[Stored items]

※ ※ ※

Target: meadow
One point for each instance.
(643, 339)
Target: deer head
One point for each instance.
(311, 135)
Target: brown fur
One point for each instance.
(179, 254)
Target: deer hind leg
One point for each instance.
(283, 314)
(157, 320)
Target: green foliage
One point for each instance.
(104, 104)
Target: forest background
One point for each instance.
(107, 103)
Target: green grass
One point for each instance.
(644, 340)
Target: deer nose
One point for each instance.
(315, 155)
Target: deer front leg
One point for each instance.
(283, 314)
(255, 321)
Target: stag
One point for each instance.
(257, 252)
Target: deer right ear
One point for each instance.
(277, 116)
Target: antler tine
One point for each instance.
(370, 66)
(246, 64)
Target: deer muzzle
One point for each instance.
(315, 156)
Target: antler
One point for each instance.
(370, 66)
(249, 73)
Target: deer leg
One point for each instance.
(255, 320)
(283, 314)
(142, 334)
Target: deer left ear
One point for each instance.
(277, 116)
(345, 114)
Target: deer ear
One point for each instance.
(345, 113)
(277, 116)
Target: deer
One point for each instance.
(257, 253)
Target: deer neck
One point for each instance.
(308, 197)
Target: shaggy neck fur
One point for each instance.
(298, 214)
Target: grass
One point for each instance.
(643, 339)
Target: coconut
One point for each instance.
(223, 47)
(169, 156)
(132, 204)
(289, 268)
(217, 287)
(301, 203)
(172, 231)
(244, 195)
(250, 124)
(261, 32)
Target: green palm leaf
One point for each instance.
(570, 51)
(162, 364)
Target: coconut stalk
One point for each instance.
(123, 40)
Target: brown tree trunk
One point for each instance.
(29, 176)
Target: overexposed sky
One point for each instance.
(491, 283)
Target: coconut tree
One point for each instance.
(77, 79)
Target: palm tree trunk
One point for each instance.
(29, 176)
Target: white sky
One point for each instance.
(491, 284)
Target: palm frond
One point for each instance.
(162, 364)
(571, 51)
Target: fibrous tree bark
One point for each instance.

※ ※ ※

**Aim:** Rewrite the entries from the line with "Target: fibrous tree bark" through the end of the entries, changing "fibrous" to "rough" and keeping everything else unchanged.

**Task output:**
Target: rough tree bark
One point for each instance.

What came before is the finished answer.